EXERCISE DIRECTIONS - Copy the records below word for word, starting at their first line and stopping after the line that contains "left=239, top=207, right=315, bottom=251". Leave the pictures out of your copy.

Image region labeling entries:
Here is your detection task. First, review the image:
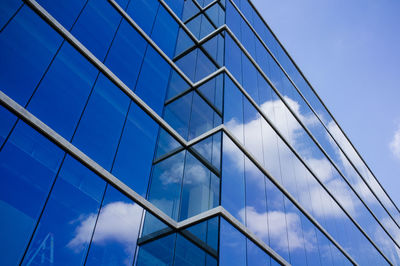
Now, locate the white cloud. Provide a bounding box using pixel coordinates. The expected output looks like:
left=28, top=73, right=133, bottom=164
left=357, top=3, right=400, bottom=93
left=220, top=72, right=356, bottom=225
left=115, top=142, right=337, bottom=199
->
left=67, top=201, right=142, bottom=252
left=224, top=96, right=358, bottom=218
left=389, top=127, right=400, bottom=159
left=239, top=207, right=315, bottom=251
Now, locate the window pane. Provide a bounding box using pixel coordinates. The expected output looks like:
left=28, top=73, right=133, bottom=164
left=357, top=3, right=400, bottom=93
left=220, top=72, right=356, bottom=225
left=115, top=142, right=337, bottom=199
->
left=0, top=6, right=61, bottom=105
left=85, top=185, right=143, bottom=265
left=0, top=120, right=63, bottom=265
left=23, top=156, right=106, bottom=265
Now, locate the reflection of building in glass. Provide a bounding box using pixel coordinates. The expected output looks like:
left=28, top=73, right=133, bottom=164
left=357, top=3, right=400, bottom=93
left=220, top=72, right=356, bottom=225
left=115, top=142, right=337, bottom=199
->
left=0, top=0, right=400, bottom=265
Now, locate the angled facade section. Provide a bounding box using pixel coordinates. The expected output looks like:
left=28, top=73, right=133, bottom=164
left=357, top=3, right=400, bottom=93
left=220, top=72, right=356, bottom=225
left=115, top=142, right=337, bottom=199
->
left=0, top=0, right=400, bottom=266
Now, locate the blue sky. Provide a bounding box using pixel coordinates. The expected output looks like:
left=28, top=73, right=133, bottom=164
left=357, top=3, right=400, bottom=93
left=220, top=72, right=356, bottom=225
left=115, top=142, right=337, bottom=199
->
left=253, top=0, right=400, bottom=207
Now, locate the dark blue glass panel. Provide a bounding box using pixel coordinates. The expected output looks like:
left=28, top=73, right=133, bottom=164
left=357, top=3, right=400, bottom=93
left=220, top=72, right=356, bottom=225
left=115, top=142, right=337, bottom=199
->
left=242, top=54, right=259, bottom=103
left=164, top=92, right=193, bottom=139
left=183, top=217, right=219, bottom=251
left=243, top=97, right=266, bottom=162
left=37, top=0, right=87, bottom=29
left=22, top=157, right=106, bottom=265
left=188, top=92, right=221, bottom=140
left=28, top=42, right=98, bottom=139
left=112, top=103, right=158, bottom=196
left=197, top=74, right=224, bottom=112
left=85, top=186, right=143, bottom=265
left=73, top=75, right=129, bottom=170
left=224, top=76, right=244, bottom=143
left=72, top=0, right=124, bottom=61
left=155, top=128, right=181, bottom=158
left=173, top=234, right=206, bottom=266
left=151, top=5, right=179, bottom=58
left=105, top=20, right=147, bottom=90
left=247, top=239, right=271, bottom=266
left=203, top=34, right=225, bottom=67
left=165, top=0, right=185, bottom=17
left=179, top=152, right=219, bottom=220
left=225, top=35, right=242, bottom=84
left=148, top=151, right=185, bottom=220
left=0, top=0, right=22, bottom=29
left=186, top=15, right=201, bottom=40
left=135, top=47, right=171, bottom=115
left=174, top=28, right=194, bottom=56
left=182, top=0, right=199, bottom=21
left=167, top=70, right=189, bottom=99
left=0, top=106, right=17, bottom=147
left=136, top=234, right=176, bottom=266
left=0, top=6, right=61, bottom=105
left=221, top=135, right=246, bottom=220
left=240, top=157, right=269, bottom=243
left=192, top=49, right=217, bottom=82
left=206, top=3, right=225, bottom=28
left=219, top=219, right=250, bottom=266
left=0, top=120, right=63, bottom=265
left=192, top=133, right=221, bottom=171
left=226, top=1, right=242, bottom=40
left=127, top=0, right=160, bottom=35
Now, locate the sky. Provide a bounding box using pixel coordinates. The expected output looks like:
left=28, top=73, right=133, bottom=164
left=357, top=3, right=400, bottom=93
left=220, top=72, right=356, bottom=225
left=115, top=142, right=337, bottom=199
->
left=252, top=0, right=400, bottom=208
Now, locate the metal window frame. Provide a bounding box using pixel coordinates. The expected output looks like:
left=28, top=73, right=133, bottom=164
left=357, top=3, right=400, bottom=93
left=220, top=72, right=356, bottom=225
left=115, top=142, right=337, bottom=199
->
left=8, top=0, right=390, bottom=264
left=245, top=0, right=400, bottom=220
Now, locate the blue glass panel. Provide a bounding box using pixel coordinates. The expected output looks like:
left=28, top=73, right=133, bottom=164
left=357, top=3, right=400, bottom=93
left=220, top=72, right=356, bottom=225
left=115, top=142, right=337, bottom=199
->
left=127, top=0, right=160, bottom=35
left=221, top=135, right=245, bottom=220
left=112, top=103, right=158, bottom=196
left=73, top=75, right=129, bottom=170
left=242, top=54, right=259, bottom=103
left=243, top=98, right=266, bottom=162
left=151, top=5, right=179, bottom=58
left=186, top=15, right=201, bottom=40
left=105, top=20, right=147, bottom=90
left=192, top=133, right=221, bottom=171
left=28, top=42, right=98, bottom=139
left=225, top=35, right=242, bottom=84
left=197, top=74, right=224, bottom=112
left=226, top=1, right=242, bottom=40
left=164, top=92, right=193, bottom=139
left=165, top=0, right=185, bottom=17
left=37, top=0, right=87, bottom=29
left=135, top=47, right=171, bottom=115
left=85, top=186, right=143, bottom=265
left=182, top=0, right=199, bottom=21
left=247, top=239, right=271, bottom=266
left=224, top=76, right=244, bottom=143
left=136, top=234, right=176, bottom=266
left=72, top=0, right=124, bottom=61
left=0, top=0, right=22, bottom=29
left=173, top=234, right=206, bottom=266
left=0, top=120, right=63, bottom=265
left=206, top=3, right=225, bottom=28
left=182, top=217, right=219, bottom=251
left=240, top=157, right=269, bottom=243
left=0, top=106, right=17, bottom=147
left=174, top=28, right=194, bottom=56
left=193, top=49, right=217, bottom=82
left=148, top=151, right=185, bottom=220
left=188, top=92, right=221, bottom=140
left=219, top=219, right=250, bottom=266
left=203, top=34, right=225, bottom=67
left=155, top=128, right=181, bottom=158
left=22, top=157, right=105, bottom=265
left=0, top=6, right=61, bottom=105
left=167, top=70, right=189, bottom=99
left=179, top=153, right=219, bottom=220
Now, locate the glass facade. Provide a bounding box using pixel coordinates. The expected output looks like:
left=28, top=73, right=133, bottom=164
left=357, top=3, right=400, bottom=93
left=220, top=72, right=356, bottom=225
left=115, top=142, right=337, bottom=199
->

THE OUTPUT -
Here is your detection task. First, review the image:
Now, locate the white cloud. Provide a bounding box using pixel coordinates. The expected output looks like:
left=28, top=73, right=133, bottom=164
left=357, top=3, right=400, bottom=93
left=220, top=72, right=356, bottom=225
left=115, top=142, right=337, bottom=199
->
left=67, top=201, right=142, bottom=252
left=224, top=96, right=358, bottom=218
left=389, top=127, right=400, bottom=159
left=239, top=207, right=315, bottom=251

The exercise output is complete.